[Opening Records for this exercise section]

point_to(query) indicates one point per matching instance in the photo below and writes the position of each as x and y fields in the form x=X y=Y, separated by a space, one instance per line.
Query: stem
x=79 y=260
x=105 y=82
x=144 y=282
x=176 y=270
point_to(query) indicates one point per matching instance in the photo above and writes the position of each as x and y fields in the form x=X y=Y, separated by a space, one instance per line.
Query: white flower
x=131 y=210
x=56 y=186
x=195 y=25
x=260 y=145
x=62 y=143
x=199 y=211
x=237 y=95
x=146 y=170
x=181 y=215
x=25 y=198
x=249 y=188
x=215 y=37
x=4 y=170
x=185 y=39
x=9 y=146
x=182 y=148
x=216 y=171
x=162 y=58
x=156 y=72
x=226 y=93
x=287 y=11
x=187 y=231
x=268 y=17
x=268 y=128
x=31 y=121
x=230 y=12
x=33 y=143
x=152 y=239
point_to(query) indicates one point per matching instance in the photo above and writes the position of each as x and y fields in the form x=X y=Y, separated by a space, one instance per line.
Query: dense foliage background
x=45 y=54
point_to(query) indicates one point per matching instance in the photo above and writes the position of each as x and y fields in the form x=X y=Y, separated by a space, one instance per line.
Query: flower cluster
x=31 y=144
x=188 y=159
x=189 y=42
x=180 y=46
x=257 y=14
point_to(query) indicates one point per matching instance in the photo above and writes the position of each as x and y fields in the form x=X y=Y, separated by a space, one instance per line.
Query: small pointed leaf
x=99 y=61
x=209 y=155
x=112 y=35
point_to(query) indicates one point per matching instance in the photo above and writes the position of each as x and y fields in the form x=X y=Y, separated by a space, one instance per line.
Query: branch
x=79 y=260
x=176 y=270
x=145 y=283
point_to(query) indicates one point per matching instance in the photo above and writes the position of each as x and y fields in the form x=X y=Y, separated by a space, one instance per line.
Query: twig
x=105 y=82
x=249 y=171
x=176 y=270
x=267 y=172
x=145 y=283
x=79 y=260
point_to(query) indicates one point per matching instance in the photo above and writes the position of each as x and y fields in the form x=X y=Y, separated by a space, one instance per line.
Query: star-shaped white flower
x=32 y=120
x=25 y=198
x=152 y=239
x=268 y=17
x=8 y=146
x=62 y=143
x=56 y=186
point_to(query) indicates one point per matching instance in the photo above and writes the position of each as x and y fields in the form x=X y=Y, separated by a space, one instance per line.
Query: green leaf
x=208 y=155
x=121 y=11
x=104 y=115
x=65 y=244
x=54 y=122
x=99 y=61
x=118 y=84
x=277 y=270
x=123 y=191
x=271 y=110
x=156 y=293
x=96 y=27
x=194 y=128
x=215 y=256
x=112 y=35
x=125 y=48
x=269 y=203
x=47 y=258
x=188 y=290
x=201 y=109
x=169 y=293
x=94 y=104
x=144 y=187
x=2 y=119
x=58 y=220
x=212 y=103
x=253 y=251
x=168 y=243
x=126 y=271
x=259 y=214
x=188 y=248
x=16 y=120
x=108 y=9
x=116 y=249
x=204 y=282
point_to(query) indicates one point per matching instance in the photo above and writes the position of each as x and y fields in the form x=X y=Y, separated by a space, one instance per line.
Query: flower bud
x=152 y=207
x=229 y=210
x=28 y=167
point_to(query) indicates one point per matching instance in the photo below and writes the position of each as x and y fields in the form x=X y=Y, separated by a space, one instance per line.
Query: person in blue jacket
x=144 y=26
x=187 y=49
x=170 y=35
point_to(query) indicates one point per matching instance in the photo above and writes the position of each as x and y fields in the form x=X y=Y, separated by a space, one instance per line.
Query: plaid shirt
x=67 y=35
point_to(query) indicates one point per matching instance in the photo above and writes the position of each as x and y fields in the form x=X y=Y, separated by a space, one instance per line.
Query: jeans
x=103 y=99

[Closing Records for this exercise section]

> _What is required_: Each line from the one containing "Query: plaid shirt" to the last line of the material above should be reproduced word for word, with nothing added.

> _Answer section_:
Query: plaid shirt
x=67 y=35
point_to(query) indicates one point per matching instance in the photo above and writes the position of each as x and y fields in the form x=X y=Y, separated by a space, one instance per line.
Query: jeans
x=103 y=99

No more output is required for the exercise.